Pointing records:
* BEGIN *
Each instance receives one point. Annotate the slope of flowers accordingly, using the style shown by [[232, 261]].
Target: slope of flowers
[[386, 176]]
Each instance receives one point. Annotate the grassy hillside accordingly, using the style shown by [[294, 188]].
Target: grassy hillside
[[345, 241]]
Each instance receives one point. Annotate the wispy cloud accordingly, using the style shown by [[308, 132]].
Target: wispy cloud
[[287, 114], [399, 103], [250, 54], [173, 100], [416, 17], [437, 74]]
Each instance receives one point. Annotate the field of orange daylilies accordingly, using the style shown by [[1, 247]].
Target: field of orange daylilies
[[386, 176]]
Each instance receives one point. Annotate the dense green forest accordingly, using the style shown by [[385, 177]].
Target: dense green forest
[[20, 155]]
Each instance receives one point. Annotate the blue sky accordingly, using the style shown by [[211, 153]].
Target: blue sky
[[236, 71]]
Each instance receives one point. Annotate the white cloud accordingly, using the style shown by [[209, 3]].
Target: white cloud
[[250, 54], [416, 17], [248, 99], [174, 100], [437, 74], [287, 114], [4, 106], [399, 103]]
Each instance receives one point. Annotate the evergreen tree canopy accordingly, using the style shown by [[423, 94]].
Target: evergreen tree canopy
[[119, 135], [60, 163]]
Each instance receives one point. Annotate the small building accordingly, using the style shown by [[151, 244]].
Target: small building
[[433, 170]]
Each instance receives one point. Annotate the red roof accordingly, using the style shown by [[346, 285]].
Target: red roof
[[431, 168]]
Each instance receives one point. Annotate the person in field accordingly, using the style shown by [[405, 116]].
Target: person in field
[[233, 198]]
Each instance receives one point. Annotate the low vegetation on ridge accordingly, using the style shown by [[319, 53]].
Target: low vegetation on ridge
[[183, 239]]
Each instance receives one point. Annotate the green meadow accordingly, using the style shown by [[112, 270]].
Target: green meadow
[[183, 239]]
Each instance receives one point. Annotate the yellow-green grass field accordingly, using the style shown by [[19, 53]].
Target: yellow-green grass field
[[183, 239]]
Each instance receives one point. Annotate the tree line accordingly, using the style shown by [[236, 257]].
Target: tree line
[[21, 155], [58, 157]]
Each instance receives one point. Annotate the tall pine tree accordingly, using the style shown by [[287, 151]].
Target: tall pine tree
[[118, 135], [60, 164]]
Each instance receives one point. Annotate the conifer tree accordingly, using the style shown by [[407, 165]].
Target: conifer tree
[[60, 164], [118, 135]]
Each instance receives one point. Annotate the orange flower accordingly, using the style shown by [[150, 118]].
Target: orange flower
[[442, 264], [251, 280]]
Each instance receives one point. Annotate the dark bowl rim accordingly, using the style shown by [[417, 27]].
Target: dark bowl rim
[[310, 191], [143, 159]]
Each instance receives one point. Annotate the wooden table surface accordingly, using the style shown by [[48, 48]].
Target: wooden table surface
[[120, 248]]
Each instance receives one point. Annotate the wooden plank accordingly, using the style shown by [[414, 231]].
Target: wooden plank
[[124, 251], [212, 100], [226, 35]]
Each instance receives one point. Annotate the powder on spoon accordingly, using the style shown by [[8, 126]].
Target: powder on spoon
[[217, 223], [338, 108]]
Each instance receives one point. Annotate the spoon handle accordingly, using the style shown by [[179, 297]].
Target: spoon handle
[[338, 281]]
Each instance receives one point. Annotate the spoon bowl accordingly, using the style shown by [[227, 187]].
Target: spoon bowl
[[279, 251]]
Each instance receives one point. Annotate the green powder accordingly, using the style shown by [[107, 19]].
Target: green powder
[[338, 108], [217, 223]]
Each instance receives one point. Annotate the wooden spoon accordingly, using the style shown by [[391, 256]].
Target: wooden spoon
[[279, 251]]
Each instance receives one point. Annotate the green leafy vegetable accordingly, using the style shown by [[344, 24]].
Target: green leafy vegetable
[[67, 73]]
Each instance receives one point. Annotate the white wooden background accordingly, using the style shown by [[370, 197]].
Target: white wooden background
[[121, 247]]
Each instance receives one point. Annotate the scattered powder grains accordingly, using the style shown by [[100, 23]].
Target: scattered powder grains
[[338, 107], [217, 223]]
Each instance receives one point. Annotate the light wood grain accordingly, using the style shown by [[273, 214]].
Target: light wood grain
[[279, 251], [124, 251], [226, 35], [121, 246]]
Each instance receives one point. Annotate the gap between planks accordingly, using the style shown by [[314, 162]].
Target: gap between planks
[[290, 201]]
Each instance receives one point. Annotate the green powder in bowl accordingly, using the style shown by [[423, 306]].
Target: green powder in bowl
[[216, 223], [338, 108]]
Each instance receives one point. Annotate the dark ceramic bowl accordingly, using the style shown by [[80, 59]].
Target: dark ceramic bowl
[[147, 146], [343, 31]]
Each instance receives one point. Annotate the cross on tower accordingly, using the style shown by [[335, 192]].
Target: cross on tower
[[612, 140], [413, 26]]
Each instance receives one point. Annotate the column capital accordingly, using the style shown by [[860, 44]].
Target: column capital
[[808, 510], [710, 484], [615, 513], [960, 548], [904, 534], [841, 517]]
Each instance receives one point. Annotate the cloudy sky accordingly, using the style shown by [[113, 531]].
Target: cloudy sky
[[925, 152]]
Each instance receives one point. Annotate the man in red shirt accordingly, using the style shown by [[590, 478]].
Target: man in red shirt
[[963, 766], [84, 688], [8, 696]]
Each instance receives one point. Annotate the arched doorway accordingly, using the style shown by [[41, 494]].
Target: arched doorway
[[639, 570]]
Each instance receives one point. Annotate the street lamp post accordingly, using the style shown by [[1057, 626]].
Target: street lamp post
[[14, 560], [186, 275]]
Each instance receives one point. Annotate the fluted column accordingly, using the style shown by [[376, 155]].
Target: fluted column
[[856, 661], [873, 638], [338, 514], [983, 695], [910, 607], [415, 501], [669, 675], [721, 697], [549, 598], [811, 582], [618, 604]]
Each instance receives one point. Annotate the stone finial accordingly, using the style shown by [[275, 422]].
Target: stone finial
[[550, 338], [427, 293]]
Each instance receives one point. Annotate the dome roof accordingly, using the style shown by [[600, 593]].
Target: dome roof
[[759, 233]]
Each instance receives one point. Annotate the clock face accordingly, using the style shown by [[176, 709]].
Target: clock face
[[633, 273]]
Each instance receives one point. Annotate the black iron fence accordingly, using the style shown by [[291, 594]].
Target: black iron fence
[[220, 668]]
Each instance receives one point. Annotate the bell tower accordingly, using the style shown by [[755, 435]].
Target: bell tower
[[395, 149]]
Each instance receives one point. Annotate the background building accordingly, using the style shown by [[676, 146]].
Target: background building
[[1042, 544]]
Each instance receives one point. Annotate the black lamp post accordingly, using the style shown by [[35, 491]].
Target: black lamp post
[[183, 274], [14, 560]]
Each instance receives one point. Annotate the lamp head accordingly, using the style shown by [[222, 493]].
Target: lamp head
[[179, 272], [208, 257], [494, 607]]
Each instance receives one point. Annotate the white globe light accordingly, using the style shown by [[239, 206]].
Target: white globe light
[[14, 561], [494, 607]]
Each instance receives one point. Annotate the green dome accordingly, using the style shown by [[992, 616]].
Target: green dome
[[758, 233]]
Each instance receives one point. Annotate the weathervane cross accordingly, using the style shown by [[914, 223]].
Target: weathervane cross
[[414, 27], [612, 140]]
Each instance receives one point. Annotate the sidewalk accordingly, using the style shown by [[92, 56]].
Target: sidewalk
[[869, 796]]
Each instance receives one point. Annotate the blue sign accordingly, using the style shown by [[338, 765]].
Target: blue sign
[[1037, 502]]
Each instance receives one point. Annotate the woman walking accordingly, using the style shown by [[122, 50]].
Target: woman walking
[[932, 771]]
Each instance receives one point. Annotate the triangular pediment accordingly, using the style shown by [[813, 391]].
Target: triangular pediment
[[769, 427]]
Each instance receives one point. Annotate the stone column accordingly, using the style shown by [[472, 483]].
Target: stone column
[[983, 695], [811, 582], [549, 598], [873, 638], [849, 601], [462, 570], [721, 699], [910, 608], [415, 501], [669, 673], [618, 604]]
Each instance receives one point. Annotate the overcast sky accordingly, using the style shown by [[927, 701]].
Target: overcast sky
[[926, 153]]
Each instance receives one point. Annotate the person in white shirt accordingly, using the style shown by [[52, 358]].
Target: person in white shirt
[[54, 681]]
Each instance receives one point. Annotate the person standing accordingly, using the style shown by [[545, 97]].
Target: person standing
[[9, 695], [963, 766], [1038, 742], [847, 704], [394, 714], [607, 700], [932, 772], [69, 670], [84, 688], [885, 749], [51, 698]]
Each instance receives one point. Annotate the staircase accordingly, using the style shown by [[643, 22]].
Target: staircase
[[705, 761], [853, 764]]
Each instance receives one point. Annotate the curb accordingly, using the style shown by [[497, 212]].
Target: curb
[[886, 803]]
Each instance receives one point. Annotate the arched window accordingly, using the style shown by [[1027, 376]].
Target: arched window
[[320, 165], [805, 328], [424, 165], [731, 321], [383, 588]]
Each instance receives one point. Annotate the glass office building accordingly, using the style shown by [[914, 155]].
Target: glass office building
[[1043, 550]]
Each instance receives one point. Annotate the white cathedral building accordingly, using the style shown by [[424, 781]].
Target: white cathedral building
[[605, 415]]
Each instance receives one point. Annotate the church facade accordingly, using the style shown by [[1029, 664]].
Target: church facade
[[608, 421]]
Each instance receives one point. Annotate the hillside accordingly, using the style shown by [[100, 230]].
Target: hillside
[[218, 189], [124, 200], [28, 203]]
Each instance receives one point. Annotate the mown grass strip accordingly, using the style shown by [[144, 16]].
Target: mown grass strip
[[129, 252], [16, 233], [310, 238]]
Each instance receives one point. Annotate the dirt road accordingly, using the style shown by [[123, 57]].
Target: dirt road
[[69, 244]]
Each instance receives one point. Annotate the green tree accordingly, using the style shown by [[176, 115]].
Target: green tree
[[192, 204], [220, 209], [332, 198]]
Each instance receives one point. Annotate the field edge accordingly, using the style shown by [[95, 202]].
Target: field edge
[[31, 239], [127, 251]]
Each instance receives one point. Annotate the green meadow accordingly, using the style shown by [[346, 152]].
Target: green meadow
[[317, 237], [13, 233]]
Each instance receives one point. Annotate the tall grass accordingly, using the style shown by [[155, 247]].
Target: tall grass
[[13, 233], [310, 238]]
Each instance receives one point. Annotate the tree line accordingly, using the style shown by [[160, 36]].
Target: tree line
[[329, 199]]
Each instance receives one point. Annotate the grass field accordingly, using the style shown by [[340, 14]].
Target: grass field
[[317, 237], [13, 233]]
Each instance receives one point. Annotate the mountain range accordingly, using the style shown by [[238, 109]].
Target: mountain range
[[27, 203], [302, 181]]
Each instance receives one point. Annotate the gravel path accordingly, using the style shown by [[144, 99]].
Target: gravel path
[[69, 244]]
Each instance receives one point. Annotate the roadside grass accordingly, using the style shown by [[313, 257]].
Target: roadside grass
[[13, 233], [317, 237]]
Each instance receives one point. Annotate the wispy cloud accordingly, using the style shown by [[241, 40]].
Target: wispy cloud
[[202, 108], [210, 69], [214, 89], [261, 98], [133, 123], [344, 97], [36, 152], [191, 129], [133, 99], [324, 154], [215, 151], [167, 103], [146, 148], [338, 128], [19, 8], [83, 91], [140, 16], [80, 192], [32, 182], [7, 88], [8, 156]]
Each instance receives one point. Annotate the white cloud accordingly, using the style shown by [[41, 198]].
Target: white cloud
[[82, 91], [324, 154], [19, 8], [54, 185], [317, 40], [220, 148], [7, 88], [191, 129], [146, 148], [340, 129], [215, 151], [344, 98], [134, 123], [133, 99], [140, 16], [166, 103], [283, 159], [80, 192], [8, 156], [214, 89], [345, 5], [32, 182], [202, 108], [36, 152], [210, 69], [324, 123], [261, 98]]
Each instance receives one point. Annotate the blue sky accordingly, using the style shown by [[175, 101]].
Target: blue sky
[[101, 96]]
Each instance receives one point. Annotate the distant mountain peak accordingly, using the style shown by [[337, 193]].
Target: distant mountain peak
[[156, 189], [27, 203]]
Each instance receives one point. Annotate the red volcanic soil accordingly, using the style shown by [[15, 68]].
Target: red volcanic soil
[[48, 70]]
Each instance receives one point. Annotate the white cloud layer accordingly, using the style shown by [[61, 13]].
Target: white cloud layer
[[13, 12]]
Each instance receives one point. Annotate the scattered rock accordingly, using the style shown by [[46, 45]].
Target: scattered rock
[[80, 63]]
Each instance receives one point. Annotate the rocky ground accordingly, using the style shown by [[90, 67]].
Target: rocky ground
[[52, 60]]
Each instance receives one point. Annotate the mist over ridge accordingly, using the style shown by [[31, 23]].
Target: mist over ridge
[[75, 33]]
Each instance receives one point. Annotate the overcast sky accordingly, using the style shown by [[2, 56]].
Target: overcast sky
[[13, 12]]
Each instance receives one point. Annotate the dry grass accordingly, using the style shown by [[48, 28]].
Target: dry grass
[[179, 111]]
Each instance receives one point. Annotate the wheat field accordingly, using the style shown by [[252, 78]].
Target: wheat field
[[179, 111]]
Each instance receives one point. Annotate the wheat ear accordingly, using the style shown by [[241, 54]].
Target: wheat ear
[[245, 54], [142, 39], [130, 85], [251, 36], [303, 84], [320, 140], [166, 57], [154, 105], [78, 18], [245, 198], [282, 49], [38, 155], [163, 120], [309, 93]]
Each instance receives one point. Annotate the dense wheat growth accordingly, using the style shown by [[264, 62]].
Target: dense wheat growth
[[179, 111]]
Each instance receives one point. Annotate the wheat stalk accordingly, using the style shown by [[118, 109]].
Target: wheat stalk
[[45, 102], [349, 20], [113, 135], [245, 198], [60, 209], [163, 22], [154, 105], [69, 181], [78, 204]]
* END *
Retype the lines of the records verbatim, everything from the line containing "Each instance receives one point. Annotate the light" down to the line containing "[[290, 201]]", both included.

### COMPLETE ANSWER
Each instance receives one point. Annotate the light wood grain accordingly, using the style shown by [[273, 214]].
Target: light wood grain
[[279, 251], [124, 251], [226, 35], [121, 246]]
Each instance receives one point. Annotate the gap between planks accordingly, using the style shown by [[314, 162]].
Target: gap between planks
[[290, 201]]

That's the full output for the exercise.